**Short exercise a**
According to the confidence scoring page, what score threshold must a workflow reach before it is suggested?

**Source extract**
6.4 KiB
VCS Workflow Detection Confidence Scoring
Overview
The VCS auto-detection system uses a confidence-based scoring mechanism to suggest (not decide) the most likely workflow pattern. This document explains how confidence scores are calculated and interpreted.
Core Principle
"Detection as a HINT, not a DECISION"
Even with 100% confidence, we always confirm with the user. Auto-detection saves time but doesn't replace human judgment.
Confidence Score Calculation
Score Range
- 0.0 - 1.0 (0% - 100%)
- Threshold for suggestion: 0.7 (70%)
- Below threshold → marked as "unclear" → trigger clarifying questions
Workflow Indicators and Weights
GitFlow (Maximum Score: 1.0)

Data items:
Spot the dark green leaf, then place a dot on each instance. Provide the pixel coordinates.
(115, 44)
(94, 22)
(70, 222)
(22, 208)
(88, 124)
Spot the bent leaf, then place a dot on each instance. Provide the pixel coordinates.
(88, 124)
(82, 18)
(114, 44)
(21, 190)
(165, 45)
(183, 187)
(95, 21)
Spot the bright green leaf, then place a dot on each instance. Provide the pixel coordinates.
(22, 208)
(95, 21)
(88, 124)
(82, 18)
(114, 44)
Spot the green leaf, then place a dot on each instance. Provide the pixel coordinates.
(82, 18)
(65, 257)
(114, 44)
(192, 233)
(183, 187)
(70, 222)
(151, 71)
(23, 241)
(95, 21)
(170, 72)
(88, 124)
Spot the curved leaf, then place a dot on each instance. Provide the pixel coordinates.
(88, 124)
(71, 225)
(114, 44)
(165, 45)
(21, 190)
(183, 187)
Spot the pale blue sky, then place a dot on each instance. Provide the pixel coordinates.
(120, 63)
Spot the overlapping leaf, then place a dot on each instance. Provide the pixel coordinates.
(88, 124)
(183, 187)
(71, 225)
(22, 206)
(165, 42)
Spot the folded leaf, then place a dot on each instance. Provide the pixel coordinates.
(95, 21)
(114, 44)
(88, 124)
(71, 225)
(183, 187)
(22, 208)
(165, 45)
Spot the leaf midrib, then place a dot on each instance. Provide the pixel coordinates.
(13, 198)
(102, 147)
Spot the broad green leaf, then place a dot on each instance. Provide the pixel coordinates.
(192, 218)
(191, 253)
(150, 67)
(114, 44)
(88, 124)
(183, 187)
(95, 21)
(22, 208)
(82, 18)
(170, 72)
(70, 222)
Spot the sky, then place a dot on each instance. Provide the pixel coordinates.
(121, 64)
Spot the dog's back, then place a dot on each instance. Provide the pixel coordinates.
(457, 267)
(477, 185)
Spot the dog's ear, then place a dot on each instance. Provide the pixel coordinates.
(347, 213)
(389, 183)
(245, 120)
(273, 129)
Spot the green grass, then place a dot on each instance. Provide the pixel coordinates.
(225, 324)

**Short exercise b**
Scale the listing from the line containing "Spot the folded" down to the end of the listing, both ends included. Rewrite each line with its request, and multiply every pixel coordinate in the answers by 0.5, rounding to whole numbers with halves rounded up.

**Problem solution a**
0.7 (70%)

**Problem solution b**
Spot the folded leaf, then place a dot on each instance. Provide the pixel coordinates.
(48, 11)
(57, 22)
(44, 62)
(36, 113)
(92, 94)
(11, 104)
(83, 23)
Spot the leaf midrib, then place a dot on each instance. Provide the pixel coordinates.
(7, 99)
(51, 74)
Spot the broad green leaf, then place a dot on each instance. Provide the pixel coordinates.
(96, 109)
(96, 127)
(75, 34)
(57, 22)
(44, 62)
(92, 94)
(48, 11)
(11, 104)
(41, 9)
(85, 36)
(35, 111)
Spot the sky, then place a dot on each instance. Provide the pixel coordinates.
(61, 32)
Spot the dog's back, then place a dot on each instance. Provide the pixel coordinates.
(229, 134)
(239, 93)
Spot the dog's ear, then place a dot on each instance. Provide the pixel coordinates.
(174, 107)
(195, 92)
(123, 60)
(137, 65)
Spot the green grass, then place a dot on each instance. Provide the pixel coordinates.
(113, 162)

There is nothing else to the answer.